● Task objective:
If a line in the listing includes the word "target", copy it out.

● Listed entries:

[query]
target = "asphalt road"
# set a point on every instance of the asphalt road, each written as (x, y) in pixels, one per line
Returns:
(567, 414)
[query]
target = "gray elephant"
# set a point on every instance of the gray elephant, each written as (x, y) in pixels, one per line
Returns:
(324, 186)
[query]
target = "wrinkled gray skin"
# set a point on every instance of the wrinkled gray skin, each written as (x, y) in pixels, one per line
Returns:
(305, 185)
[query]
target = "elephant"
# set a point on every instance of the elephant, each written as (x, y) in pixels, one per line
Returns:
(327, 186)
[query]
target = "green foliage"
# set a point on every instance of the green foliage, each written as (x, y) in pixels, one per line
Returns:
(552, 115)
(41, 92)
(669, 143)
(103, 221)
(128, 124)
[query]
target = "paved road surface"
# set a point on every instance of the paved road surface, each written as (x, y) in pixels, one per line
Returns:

● Exercise response:
target = "asphalt road"
target = "gray elephant"
target = "wrinkled gray skin"
target = "elephant"
target = "green foliage"
target = "paved road surface"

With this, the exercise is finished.